Exact repetition is required: reproduce every line of the data.

The records Start Marker

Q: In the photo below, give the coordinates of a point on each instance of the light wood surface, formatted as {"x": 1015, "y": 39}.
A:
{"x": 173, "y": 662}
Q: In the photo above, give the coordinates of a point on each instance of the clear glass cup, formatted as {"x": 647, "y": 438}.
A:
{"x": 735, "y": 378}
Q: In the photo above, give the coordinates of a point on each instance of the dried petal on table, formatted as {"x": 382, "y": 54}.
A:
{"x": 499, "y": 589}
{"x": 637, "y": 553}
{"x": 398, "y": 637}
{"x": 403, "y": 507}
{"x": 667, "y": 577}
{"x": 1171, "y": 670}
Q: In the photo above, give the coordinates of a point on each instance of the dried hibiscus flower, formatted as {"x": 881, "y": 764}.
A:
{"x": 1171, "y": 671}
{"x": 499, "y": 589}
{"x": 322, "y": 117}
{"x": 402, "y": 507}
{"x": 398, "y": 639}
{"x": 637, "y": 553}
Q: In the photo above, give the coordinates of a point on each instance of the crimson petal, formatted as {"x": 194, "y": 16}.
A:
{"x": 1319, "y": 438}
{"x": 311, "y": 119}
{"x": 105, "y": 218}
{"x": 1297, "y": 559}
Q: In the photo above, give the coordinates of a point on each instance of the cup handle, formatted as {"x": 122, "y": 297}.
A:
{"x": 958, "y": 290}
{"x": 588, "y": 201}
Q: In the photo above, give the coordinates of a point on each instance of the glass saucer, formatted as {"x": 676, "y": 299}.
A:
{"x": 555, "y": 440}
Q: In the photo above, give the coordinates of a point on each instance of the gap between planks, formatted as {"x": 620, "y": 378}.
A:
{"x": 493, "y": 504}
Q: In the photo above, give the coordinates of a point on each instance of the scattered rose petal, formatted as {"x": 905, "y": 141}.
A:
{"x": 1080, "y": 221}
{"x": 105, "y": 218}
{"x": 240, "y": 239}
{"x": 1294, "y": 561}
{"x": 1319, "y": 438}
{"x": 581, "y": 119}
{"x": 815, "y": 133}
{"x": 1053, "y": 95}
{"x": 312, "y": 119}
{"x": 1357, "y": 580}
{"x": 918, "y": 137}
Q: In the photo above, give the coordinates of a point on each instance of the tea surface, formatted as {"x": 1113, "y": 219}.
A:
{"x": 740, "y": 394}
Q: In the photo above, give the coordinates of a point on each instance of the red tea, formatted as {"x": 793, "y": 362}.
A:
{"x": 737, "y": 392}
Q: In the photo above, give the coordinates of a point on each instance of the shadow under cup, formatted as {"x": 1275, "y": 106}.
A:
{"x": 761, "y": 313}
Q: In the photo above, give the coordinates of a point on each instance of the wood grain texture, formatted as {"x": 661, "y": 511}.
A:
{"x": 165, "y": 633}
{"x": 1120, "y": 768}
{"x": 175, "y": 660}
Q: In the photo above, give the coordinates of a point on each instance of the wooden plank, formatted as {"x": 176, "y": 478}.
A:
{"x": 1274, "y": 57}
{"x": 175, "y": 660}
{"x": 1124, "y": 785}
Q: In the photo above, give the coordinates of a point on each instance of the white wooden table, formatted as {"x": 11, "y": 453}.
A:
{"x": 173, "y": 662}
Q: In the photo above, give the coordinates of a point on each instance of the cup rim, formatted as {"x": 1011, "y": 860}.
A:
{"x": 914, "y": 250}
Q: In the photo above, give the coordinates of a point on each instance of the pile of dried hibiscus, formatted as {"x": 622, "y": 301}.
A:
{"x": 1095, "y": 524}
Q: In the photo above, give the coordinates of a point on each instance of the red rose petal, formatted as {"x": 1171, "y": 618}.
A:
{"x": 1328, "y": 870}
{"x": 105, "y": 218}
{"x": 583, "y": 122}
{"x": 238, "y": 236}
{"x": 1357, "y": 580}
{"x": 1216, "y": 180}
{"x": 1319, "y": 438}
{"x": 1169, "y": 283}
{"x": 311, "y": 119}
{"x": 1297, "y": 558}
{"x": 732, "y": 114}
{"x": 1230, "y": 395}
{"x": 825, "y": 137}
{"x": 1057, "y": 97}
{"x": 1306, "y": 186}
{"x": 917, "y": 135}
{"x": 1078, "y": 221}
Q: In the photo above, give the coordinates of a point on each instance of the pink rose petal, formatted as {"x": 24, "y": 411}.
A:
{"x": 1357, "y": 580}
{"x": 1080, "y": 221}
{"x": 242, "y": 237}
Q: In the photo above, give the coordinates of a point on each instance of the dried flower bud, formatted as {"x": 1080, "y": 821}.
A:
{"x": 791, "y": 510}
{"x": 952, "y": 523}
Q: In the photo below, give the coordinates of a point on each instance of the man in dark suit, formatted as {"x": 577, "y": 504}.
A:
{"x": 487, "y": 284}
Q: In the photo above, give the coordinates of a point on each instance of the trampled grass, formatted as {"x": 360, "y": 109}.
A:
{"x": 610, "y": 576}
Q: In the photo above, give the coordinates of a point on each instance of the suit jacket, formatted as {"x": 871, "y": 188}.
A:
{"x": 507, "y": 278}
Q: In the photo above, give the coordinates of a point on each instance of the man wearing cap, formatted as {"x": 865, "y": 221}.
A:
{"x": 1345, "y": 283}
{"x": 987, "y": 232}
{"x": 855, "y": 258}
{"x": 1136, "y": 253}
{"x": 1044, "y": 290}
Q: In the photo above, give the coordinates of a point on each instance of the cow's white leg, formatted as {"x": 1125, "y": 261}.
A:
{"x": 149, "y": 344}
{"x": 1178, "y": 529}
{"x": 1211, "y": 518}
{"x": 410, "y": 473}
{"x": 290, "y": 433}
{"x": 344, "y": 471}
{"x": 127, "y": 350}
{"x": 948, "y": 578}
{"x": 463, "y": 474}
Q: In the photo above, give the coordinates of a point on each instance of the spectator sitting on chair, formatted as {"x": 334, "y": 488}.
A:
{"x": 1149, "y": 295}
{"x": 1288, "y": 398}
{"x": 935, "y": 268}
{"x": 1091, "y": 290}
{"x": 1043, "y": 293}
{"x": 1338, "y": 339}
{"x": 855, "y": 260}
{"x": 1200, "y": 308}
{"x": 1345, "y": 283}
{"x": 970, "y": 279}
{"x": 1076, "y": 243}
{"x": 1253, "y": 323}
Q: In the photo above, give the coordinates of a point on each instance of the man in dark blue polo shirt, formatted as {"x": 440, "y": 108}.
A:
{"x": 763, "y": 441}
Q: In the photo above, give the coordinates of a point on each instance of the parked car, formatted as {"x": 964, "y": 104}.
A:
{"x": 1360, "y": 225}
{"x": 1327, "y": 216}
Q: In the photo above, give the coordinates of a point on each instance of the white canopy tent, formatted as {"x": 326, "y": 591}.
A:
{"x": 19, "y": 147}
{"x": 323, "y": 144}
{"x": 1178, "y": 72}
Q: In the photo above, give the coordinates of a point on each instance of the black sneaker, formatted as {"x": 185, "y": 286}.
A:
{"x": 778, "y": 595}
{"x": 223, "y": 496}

The records End Marker

▸ **Answer section**:
Q: In the photo below, give the coordinates of a point on each instance of the light wood surface, formatted as {"x": 1015, "y": 39}.
A:
{"x": 173, "y": 662}
Q: In the photo above, give the coordinates of a point on each instance of the clear glass cup, formatted as {"x": 647, "y": 438}.
A:
{"x": 735, "y": 378}
Q: In the photo above, give the coordinates of a point on each instance of the dried petal on table, formatted as {"x": 382, "y": 54}.
A:
{"x": 499, "y": 589}
{"x": 637, "y": 553}
{"x": 398, "y": 637}
{"x": 403, "y": 507}
{"x": 667, "y": 577}
{"x": 1171, "y": 670}
Q: In the photo above, give the coordinates of a point on each instance of the dried hibiscus flower, formatted as {"x": 881, "y": 764}.
A:
{"x": 1171, "y": 671}
{"x": 499, "y": 589}
{"x": 322, "y": 117}
{"x": 402, "y": 507}
{"x": 398, "y": 639}
{"x": 637, "y": 553}
Q: In the photo above, give the coordinates of a point on each instance of the crimson petal, formatted as {"x": 194, "y": 16}.
A:
{"x": 1319, "y": 438}
{"x": 311, "y": 119}
{"x": 105, "y": 218}
{"x": 1297, "y": 559}
Q: In the photo above, give the coordinates of a point on each instance of the cup handle, formatted as {"x": 122, "y": 297}.
A:
{"x": 958, "y": 290}
{"x": 588, "y": 201}
Q: In the photo above, give the coordinates of a point on each instance of the glass saucer, formatted as {"x": 676, "y": 299}.
A:
{"x": 555, "y": 440}
Q: In the photo above, give the coordinates of a point on each instance of the gap between planks, formatted as {"x": 620, "y": 378}.
A:
{"x": 493, "y": 504}
Q: In the photo above, give the coordinates of a point on each instance of the scattered rose petal, formatted as {"x": 905, "y": 141}.
A:
{"x": 1080, "y": 221}
{"x": 105, "y": 218}
{"x": 240, "y": 239}
{"x": 1294, "y": 561}
{"x": 1319, "y": 438}
{"x": 581, "y": 119}
{"x": 815, "y": 133}
{"x": 1053, "y": 95}
{"x": 312, "y": 119}
{"x": 1357, "y": 580}
{"x": 918, "y": 137}
Q: In the photo above, give the coordinates of a point on each instance of the tea surface, formatted as {"x": 1113, "y": 219}.
A:
{"x": 740, "y": 394}
Q: In the photo above, give the coordinates of a point on each instance of the red tea, formatted as {"x": 793, "y": 362}.
A:
{"x": 737, "y": 392}
Q: In the photo above, give the coordinates of a point on each instance of the shadow under cup, formatted as {"x": 1275, "y": 106}.
A:
{"x": 761, "y": 313}
Q: In the photo above, give the coordinates of a point on each instance of the wood grain texture, formatted as {"x": 661, "y": 511}.
A:
{"x": 165, "y": 633}
{"x": 1120, "y": 768}
{"x": 175, "y": 660}
Q: In the photo above, give the coordinates of a point on each instance of the wooden plank, formatted as {"x": 176, "y": 478}.
A:
{"x": 1274, "y": 57}
{"x": 175, "y": 660}
{"x": 1124, "y": 785}
Q: In the photo above, give the coordinates of a point on each instance of the white wooden table, formatted as {"x": 11, "y": 453}.
A:
{"x": 173, "y": 662}
Q: In the photo above, give the coordinates of a point on each instance of the cup rim, formatted as {"x": 1011, "y": 860}.
A:
{"x": 914, "y": 250}
Q: In the photo above, give the coordinates of a point on each instance of the pile of dried hibiscus, formatted as {"x": 622, "y": 301}.
A:
{"x": 1095, "y": 524}
Q: In the photo above, give the coordinates of a point on each instance of the red rose petal, formatted as {"x": 1171, "y": 618}.
A:
{"x": 1328, "y": 870}
{"x": 105, "y": 218}
{"x": 583, "y": 122}
{"x": 238, "y": 236}
{"x": 1357, "y": 580}
{"x": 1216, "y": 180}
{"x": 1319, "y": 438}
{"x": 1169, "y": 283}
{"x": 311, "y": 119}
{"x": 1297, "y": 558}
{"x": 732, "y": 114}
{"x": 1230, "y": 395}
{"x": 825, "y": 137}
{"x": 1057, "y": 97}
{"x": 1306, "y": 186}
{"x": 917, "y": 135}
{"x": 1078, "y": 221}
Q: In the photo above, give the coordinates of a point on each instance of the pink rose petal, formatted as {"x": 24, "y": 411}.
A:
{"x": 1357, "y": 580}
{"x": 1080, "y": 221}
{"x": 242, "y": 237}
Q: In the photo above, give the coordinates of a point on each instance of the dried flower bud, formatted as {"x": 1080, "y": 821}.
A:
{"x": 791, "y": 510}
{"x": 952, "y": 523}
Q: In the photo below, give the coordinates of a point on each instance of the man in dark suit, formatted as {"x": 577, "y": 504}.
A:
{"x": 487, "y": 284}
Q: In the photo above, give the coordinates of a point on each instance of the trampled grass, formatted as {"x": 360, "y": 109}.
A:
{"x": 610, "y": 576}
Q: In the photo above, give the coordinates of a point on each instance of the suit jacket, formatted as {"x": 871, "y": 188}.
A:
{"x": 507, "y": 278}
Q: In the photo above, give the coordinates of a point on each instance of the man wearing cap, formatted as {"x": 865, "y": 221}.
A:
{"x": 1345, "y": 283}
{"x": 987, "y": 232}
{"x": 855, "y": 258}
{"x": 1136, "y": 253}
{"x": 1044, "y": 290}
Q: In the photo above, give the coordinates of a point on each instance of the cow's white leg, formatted as {"x": 1125, "y": 261}.
A:
{"x": 149, "y": 344}
{"x": 1178, "y": 529}
{"x": 1211, "y": 518}
{"x": 410, "y": 473}
{"x": 290, "y": 433}
{"x": 344, "y": 471}
{"x": 127, "y": 350}
{"x": 948, "y": 578}
{"x": 463, "y": 474}
Q: In the photo above, give the coordinates of a point on each instance of the spectator sitting on chair, formatted as {"x": 334, "y": 488}.
A:
{"x": 1149, "y": 295}
{"x": 1288, "y": 398}
{"x": 935, "y": 268}
{"x": 1091, "y": 290}
{"x": 1043, "y": 293}
{"x": 1338, "y": 339}
{"x": 855, "y": 260}
{"x": 1200, "y": 308}
{"x": 1345, "y": 283}
{"x": 970, "y": 279}
{"x": 1076, "y": 243}
{"x": 1253, "y": 323}
Q: In the photo above, give the coordinates of a point on each instance of the man in dark blue polo shirt, formatted as {"x": 440, "y": 108}.
A:
{"x": 763, "y": 441}
Q: In the photo above, give the coordinates of a point on each instance of the parked car, formatted as {"x": 964, "y": 104}.
A:
{"x": 1360, "y": 225}
{"x": 1327, "y": 216}
Q: In the photo above, give the coordinates of a point on each instance of the white canopy tent, formatted as {"x": 326, "y": 591}.
A:
{"x": 19, "y": 147}
{"x": 323, "y": 144}
{"x": 1178, "y": 72}
Q: In the photo above, give the coordinates of a point on each instance of the black sneaker, formatted as {"x": 185, "y": 286}.
A:
{"x": 778, "y": 595}
{"x": 223, "y": 496}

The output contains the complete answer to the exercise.